O juiz José Berlange Andrade deixou a magistratura na sexta-feira passada, segundo informação publicada no Diário da Justiça.

A ele foi concedida a aposentadoria voluntária. Berlange, que há uma década representava o Judiciário na cidade de Terenos, a 27 km de Campo Grande, ficou conhecido no mundo jurídico por quebrar algumas regras como, por exemplo, sair do gabinete e seguir até a comunidade que movia processos e não tinha como ir ao fórum da cidade.

Já no ano passado, o magistrado foi questionado pela Polícia Civil local por ter permitido prisão domiciliar a um traficante de maconha. Mais: o juiz teria entrado na cadeia e emprestado seu celular ao encarcerado em questão (saiba mais sobre a polêmica em notícias relacionadas, logo abaixo).

A aposentadoria do magistrado foi noticiada no site do TJ-MS. A reportagem quis saber de Berlange por meio do telefone o motivo de sua saída voluntária, mas não conseguiu.

O juiz, nascido em Porto Velho, capital de Rondônia, entrou na magistratura sul-mato-grossense, em agosto de 1992, 19 anos atrás. Em junho de 1994, por antiguidade, foi promovido para comarca de Brasilândia e, em março de 2001, removido para Terenos. Antes de tornar-se titular daquela comarca, ele atuou em Aquidauana, respondendo pelas varas cível e criminal. Atuou também na Comarca de Porto Murtinho. Pessoa simples, José Berlange vai deixar saudades também entre os colegas.

A juíza Sandra Artioli, da 5ª Vara dos Juizados Especiais da Capital, conhece-o desde os tempos de faculdade, pois foram contemporâneos, e o considera uma pessoa ímpar. “Sempre coerente em seus princípios, ele é muito humanista em suas decisões e em sua conduta como magistrado. Ele não é só técnico. Berlange sempre foi um colega leal e solidário”, disse ela.

_Bloco de dados:_
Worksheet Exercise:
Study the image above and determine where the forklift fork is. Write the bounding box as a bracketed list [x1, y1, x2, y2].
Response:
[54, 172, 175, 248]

_Instruções da tarefa:_
Reproduza fielmente o trecho da notícia sobre a aposentadoria do juiz, apresentada acima, que se inicia nas palavras que contêm "A ele foi concedida" e se encerra em "mas não conseguiu.".

_Resultado do exercício:_
A ele foi concedida a aposentadoria voluntária. Berlange, que há uma década representava o Judiciário na cidade de Terenos, a 27 km de Campo Grande, ficou conhecido no mundo jurídico por quebrar algumas regras como, por exemplo, sair do gabinete e seguir até a comunidade que movia processos e não tinha como ir ao fórum da cidade.

Já no ano passado, o magistrado foi questionado pela Polícia Civil local por ter permitido prisão domiciliar a um traficante de maconha. Mais: o juiz teria entrado na cadeia e emprestado seu celular ao encarcerado em questão (saiba mais sobre a polêmica em notícias relacionadas, logo abaixo).

A aposentadoria do magistrado foi noticiada no site do TJ-MS. A reportagem quis saber de Berlange por meio do telefone o motivo de sua saída voluntária, mas não conseguiu.